▸ **What you need to do**:
1. Translate this sentence from the Roman numeral grammar excerpt into Spanish: "A Roman number is a sequence of thousands, hundreds, tens, and ones."
2. In one to three sentences, explain why the program in the Roman numeral grammar excerpt declares the global variable $n.

▸ **Excerpt**:
-=-=-

Here is a complete program, the biggest part of which is the grammar class. It uses a global variable $n for accumulating the decimal number during the parsing.

my $n = 0;
grammar Roman {
    token TOP {
        <thousands>? <hundreds>? <tens>? <ones>?
    }

    token thousands {
        | M    { $n += 1000 }   | MM  { $n += 2000 }
        | MMM  { $n += 3000 }   | MMMM { $n += 4000 }
    }

    token hundreds {
        | C    { $n += 100 }    | CC  { $n += 200 }
        | CCC  { $n += 300 }    | CD  { $n += 400 }
        | D    { $n += 500 }    | DC  { $n += 600 }
        | DCC  { $n += 700 }    | DCCC { $n += 800 }
        | CM   { $n += 900 }
    }

    token tens {
        | X    { $n += 10 }     | XX  { $n += 20 }
        | XXX  { $n += 30 }     | XL  { $n += 40 }
        | L    { $n += 50 }     | LX  { $n += 60 }
        | LXX  { $n += 70 }     | LXXX { $n += 80 }
        | XC   { $n += 90 }
    }

    token ones {
        | I    { $n += 1 }      | II  { $n += 2 }
        | III  { $n += 3 }      | IV  { $n += 4 }
        | V    { $n += 5 }      | VI  { $n += 6 }
        | VII  { $n += 7 }      | VIII { $n += 8 }
        | IX   { $n += 9 }
    }
}

my $roman = 'MMXVIII';
Roman.parse($roman);
say $n; # 2018

The TOP token of the grammar describes how the Roman number is built. A Roman number is a sequence of thousands, hundreds, tens, and ones. All these parts are optional: <thousands>? <hundreds>? <tens>? <ones>?.

-=-=-

▸ **Information supplied**:
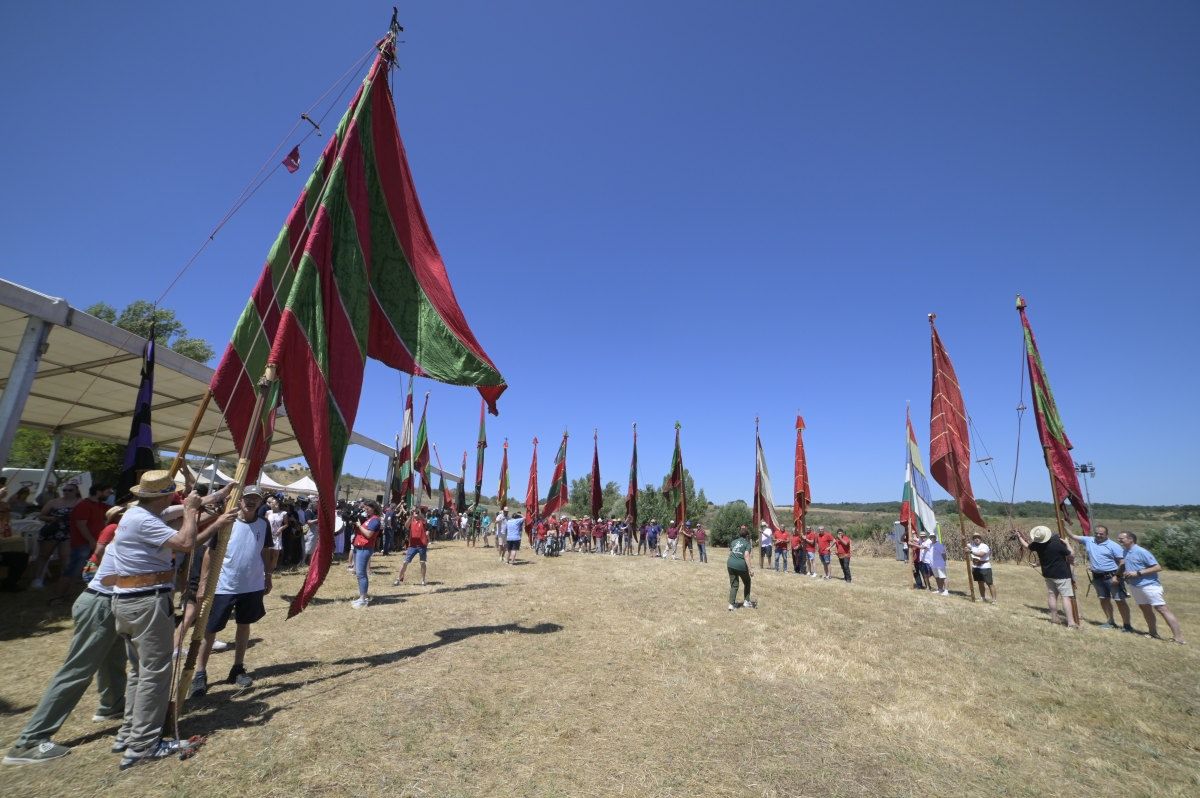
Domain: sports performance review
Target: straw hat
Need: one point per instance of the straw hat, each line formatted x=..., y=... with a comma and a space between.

-=-=-

▸ **Expected outputs**:
1. Un número romano es una secuencia de millares, centenas, decenas y unidades.

2. The program uses the global variable $n to accumulate the decimal number during parsing. Each matched alternative in the grammar's tokens adds its value to $n. After 'MMXVIII' is parsed, $n holds 2018.